(Point-per-instance localization data)
########################################

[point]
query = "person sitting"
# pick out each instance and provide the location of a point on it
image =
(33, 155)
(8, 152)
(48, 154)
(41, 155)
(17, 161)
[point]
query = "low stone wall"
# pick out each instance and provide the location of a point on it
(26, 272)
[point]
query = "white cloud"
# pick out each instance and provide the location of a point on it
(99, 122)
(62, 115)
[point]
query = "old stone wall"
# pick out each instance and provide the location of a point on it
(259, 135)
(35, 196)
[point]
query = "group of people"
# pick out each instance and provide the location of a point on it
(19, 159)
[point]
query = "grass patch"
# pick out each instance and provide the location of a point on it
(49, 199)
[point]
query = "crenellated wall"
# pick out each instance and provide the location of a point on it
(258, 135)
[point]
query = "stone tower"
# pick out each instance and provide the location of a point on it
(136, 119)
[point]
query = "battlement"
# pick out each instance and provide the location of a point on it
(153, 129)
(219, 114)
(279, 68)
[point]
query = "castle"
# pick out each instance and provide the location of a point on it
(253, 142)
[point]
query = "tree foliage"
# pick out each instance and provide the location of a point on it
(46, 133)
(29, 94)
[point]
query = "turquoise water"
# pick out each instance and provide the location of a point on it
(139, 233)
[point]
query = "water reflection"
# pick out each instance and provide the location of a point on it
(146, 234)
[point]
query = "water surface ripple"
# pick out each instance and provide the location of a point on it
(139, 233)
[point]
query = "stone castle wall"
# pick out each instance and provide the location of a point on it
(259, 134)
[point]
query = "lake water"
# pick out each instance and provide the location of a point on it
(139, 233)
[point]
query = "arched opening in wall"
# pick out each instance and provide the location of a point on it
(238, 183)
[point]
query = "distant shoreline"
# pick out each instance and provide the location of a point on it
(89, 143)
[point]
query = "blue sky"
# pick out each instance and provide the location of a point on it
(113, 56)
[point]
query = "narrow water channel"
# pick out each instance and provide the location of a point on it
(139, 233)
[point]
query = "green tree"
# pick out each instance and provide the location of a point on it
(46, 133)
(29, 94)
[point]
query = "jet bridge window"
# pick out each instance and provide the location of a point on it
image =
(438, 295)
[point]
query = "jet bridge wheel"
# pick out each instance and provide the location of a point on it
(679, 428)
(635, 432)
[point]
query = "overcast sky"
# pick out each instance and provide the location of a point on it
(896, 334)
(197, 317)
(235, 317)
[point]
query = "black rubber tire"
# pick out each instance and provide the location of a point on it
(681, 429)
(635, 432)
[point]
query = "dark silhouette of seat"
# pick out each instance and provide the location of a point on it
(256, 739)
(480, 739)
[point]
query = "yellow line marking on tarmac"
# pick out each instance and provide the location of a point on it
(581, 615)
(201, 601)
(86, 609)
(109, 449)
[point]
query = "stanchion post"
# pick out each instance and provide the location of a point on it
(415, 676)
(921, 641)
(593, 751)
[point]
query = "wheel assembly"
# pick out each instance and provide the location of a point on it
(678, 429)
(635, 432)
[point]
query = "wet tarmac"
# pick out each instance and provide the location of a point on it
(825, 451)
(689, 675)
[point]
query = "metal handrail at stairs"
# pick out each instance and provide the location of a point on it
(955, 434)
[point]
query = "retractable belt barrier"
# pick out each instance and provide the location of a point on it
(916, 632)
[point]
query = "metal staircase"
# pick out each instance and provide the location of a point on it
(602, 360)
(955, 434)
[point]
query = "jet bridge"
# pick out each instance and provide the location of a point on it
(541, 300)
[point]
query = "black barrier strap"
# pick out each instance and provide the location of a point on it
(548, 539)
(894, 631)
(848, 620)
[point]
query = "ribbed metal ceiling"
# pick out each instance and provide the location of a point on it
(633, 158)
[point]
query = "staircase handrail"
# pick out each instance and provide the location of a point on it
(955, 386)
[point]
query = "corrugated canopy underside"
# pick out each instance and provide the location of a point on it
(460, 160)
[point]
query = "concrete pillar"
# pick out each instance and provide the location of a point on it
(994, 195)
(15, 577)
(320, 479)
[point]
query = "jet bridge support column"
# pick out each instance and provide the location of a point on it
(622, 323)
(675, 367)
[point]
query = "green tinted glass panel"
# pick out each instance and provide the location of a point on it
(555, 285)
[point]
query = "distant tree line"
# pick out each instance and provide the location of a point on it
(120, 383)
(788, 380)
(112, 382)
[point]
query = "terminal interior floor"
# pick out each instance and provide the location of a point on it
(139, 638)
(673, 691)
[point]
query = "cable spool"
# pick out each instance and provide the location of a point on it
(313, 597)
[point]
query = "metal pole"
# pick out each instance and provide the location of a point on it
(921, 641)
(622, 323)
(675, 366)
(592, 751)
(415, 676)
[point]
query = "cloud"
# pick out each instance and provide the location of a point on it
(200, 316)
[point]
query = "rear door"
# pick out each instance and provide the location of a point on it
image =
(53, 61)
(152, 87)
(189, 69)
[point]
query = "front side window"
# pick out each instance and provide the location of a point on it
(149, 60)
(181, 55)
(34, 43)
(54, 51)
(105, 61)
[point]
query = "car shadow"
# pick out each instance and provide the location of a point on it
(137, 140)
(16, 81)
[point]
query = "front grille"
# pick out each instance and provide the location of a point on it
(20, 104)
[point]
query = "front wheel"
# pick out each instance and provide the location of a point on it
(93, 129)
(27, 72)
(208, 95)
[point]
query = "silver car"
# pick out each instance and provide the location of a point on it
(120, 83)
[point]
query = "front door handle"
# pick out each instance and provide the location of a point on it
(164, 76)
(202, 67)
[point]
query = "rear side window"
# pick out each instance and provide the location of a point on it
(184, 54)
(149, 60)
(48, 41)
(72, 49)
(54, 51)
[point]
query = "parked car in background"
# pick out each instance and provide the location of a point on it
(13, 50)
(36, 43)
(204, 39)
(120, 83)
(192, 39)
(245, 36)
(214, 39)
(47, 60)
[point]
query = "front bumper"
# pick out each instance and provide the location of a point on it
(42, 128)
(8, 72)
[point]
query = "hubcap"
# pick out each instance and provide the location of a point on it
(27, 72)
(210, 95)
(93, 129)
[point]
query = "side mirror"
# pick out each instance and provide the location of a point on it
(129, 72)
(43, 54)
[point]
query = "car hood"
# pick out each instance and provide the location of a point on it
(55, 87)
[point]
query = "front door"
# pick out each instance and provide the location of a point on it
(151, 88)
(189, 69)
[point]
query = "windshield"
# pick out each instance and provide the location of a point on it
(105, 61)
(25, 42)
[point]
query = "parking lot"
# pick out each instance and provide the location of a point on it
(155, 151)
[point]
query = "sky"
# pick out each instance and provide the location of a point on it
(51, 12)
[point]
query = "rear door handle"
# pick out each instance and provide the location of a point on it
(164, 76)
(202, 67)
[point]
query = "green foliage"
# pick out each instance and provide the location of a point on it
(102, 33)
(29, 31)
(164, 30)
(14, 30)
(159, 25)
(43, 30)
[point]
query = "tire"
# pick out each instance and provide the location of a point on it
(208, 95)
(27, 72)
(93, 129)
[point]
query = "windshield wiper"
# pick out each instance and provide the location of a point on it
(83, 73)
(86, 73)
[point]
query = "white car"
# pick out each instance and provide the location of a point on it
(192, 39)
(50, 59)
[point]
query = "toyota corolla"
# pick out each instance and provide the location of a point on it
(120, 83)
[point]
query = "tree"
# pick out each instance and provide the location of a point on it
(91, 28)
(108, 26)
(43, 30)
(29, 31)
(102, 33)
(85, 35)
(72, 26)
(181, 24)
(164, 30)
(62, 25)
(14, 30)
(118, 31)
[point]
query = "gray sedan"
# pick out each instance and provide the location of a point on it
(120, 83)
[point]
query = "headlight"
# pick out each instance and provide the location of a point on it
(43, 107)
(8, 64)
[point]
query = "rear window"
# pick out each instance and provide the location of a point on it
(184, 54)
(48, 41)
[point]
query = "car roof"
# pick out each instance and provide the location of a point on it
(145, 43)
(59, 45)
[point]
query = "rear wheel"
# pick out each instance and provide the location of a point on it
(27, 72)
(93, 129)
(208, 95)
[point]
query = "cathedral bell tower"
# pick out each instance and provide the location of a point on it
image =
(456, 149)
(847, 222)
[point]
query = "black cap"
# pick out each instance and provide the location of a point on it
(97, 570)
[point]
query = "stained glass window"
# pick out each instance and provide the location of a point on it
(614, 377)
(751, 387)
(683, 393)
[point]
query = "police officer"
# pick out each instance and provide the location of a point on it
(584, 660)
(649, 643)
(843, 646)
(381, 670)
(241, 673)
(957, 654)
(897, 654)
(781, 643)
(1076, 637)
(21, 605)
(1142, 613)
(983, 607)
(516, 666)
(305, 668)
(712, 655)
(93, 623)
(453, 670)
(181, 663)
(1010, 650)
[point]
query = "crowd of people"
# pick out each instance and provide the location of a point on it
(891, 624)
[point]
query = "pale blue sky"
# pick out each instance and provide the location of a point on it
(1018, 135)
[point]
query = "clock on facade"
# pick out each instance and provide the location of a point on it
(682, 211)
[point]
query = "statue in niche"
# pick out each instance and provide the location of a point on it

########################################

**EXERCISE BRIEF**: If a line in the records above contains the string "tower", copy that line out.

**SOLUTION TO THIS EXERCISE**:
query = "stone tower"
query = "cathedral bell tower"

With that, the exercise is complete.